WHAT NEEDS TO BE DONE: Print every line of the following material unchanged, in the same order.

**** INFORMATION SHOWN

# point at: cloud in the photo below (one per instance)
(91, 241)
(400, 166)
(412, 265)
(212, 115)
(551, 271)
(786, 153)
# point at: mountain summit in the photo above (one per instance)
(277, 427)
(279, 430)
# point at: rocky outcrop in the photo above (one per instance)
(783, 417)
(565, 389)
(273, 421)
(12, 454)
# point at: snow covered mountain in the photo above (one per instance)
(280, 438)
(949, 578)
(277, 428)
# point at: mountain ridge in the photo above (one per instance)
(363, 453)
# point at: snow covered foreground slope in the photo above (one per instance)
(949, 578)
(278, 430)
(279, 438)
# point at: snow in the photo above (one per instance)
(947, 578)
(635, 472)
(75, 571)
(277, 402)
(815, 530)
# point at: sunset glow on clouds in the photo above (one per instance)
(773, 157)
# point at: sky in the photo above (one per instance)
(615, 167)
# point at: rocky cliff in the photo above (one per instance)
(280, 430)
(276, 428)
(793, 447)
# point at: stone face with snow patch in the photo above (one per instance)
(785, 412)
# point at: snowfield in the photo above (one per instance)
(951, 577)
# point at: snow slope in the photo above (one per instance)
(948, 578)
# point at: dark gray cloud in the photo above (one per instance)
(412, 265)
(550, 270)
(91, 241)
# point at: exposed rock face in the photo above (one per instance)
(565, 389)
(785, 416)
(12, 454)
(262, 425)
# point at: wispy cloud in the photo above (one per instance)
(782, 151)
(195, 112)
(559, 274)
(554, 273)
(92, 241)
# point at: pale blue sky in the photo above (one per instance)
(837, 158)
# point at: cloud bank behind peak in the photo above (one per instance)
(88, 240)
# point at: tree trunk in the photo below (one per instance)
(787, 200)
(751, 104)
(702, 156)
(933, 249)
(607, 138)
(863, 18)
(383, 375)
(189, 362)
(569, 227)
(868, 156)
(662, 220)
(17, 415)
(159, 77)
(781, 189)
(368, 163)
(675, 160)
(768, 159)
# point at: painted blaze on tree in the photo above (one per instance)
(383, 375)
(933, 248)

********

FULL SOLUTION:
# point at: cloud in the photo below (one per instance)
(91, 241)
(400, 166)
(412, 265)
(212, 115)
(551, 271)
(786, 153)
# point at: mountain summit in the photo above (one per instance)
(277, 427)
(279, 430)
# point at: rocky outcrop in the photo above (one per instance)
(783, 417)
(565, 389)
(273, 421)
(12, 454)
# point at: snow covered mountain in the photo above (one per instance)
(280, 438)
(949, 578)
(277, 428)
# point at: mountain ridge in the photo above (one per instance)
(363, 453)
# point at: snow covered foreground slope in the photo above (one per instance)
(949, 578)
(278, 430)
(279, 438)
# point at: snow in the photo above (one per instance)
(947, 578)
(635, 472)
(75, 571)
(277, 402)
(815, 530)
# point at: sunset glow on clouds in the photo above (one per instance)
(773, 157)
# point at: sky in the photo above (one per instance)
(615, 167)
# point at: rocky cliff in the photo above (one per instance)
(280, 430)
(276, 428)
(793, 447)
# point at: stone face with snow patch in the photo above (one per instance)
(785, 412)
# point at: snowfield in the photo above (one per instance)
(951, 577)
# point at: snow slope in the photo above (one per instance)
(948, 578)
# point at: dark gray cloud in the photo above (one per instance)
(412, 265)
(550, 270)
(91, 241)
# point at: exposed rock face in the photo above (one per instance)
(565, 389)
(785, 416)
(12, 454)
(262, 425)
# point at: wispy cloud in the photo above (one per instance)
(782, 151)
(195, 112)
(559, 274)
(554, 273)
(92, 241)
# point at: pale blue sky in the photo above (one per instance)
(837, 158)
# point at: cloud bank behind peak in the photo above (one per instance)
(88, 240)
# point at: tree trunk in the photo below (one per instance)
(787, 200)
(751, 104)
(702, 156)
(933, 249)
(607, 138)
(863, 18)
(383, 375)
(189, 362)
(569, 227)
(868, 156)
(662, 220)
(17, 415)
(159, 77)
(781, 189)
(368, 163)
(675, 160)
(768, 159)
# point at: painted blaze on tree in the photo above (one per instance)
(383, 375)
(933, 248)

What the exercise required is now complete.